> **WHAT YOU SHOULD DO**: Return the listing below word for word.

-.-.-

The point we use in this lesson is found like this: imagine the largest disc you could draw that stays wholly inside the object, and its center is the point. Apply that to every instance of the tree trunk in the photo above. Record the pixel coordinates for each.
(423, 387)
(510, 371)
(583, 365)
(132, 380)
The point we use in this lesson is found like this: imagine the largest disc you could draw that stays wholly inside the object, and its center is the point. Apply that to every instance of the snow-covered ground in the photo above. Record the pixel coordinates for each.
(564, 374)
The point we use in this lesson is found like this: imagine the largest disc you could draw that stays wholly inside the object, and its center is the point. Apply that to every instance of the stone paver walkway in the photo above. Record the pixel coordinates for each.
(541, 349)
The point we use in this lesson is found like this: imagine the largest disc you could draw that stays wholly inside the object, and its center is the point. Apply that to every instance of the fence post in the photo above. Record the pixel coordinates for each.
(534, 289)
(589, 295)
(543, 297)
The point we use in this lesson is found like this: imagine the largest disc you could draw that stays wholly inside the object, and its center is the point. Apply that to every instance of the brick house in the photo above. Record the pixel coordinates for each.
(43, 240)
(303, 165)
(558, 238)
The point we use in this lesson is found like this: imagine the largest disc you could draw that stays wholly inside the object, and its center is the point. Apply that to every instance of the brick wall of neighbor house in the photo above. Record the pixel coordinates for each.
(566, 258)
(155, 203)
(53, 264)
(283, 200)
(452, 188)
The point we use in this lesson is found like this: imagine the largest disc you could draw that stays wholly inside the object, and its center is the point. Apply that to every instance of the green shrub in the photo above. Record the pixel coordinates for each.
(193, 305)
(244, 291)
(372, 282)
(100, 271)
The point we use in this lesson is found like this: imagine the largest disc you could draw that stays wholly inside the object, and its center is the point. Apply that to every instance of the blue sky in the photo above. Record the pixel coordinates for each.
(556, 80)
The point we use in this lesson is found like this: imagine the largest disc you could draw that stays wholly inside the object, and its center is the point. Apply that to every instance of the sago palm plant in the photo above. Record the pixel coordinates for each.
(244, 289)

-.-.-

> **OUTPUT OF THE EXERCISE**:
The point we use in this lesson is found like this: imagine the largest disc you could draw that stays wholly inside the object, and its center is the point. Apply that to every instance of the tree trunk in the photo above. Record the pixel coordinates for each.
(423, 387)
(510, 371)
(583, 365)
(132, 380)
The point we use in this lesson is found like this: imagine the largest disc you could draw that stays wholly inside the object, and its center is the point. Apply that to every instance of the snow-covered ground in the photo above. Record the pixel coordinates for each.
(564, 374)
The point we use in this lesson is found like this: imagine the largest disc you could draw that stays wholly inside the object, and its center is the point. Apply that to every instance of the stone paver walkway in the photo above. Record the pixel coordinates for each.
(541, 349)
The point we use in this lesson is found like this: imagine the largest disc you could draw that stays wholly inside the object, and its center is the point. Apply that to every instance of the fence post in the photo above. Record the pixel coordinates for each.
(534, 289)
(589, 295)
(543, 297)
The point we use in this lesson is found like this: imagine the largest disc you could draw that stays wholly inside the object, and its center is the point. Apply that to every instance of the brick house in the photo above. Record the pixel coordinates for each.
(43, 240)
(303, 165)
(558, 238)
The point we use in this lesson is found like this: imagine the largest disc you could draw that stays wholly inside the object, and its center is the point. Apply that to every instance of the brick wall of neighbor house in the photo above. Record the pixel coordinates for each.
(566, 258)
(155, 203)
(53, 264)
(283, 200)
(452, 188)
The point we use in this lesson is found like this: imagine the largest disc you could draw that stays wholly inside the object, and its center is the point. Apply that to every instance of the green shrub in the photo above. Record the pixel coordinates for each.
(193, 305)
(244, 291)
(372, 282)
(100, 271)
The point we use in this lesson is found like this: imagine the largest disc you could draw that stays wholly inside the object, and its center is the point. Apply that to every instance of the blue sky in the photo above. Record the pixel coordinates for each.
(556, 80)
The point we use in this lesson is found like this: imagine the largest disc you could draw that stays wholly inside the object, and its center is the point. Apply that to every instance of the sago palm plant in the photo above. Record the pixel coordinates for each.
(244, 289)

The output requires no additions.